Which lines in the records below contain the word "maroon"? List each one in full.
## START Materials provided
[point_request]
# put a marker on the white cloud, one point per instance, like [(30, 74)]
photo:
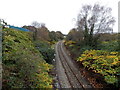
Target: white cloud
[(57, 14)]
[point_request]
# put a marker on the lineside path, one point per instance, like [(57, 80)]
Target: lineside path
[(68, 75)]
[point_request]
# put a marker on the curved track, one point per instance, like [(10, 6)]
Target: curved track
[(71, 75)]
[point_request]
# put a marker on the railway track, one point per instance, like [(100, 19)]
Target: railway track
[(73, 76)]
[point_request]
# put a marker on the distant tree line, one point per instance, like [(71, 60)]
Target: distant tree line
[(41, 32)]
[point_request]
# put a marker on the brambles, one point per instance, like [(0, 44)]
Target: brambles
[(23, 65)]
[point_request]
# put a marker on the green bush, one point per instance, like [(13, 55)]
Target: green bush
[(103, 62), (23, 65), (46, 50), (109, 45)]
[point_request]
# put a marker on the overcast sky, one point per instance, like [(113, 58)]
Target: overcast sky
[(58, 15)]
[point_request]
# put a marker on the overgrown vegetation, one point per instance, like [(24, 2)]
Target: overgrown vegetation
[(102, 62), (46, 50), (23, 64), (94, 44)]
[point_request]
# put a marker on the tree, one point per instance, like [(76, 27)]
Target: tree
## END Materials provided
## START Materials provided
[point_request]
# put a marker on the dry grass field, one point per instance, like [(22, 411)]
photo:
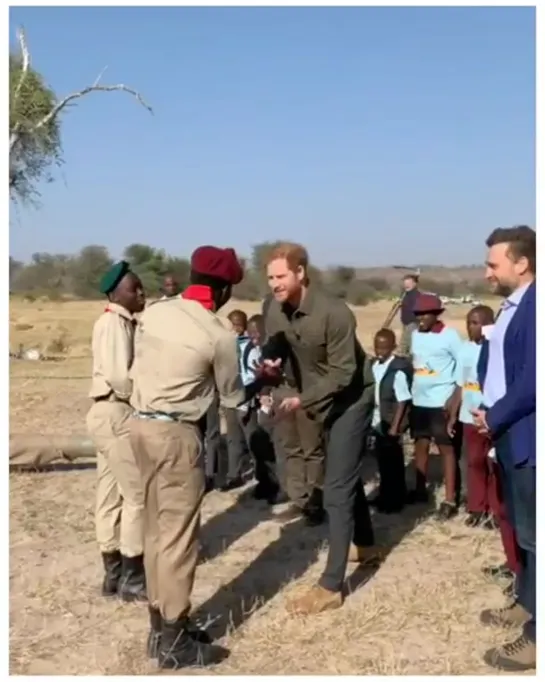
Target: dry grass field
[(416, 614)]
## END Materials provided
## START Materials provided
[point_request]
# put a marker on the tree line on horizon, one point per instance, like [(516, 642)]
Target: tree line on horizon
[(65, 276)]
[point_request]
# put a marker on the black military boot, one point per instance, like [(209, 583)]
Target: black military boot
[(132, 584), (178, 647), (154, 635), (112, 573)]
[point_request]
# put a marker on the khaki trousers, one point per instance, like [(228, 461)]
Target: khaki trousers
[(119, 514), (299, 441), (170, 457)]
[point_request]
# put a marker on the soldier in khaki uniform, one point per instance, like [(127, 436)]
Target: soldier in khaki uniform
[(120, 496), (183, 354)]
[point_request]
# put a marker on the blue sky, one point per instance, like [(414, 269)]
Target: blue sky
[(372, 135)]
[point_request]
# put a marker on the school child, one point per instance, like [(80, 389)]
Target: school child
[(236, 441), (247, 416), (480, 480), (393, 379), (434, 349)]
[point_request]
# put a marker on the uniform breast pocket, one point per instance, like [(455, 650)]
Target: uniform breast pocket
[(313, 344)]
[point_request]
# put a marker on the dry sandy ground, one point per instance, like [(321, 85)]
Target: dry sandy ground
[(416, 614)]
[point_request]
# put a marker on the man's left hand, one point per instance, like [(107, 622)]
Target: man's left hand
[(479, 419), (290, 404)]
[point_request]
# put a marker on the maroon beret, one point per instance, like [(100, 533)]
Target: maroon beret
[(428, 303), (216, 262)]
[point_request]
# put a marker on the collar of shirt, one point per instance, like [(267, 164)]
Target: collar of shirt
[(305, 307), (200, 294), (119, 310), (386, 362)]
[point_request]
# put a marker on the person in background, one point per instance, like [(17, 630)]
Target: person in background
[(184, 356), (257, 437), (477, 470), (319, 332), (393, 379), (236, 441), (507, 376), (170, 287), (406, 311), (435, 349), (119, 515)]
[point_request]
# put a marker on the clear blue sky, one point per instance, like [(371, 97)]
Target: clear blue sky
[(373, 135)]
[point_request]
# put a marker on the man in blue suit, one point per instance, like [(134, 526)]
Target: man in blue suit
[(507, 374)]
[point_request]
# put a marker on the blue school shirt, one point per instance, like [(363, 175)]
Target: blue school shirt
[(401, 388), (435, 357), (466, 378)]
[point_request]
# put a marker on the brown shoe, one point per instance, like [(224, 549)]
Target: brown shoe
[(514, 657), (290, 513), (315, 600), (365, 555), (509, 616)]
## END Materials provided
• **Result**:
# put a marker on the maroon beret, one point per instance, like [(100, 533)]
Target: maroon beret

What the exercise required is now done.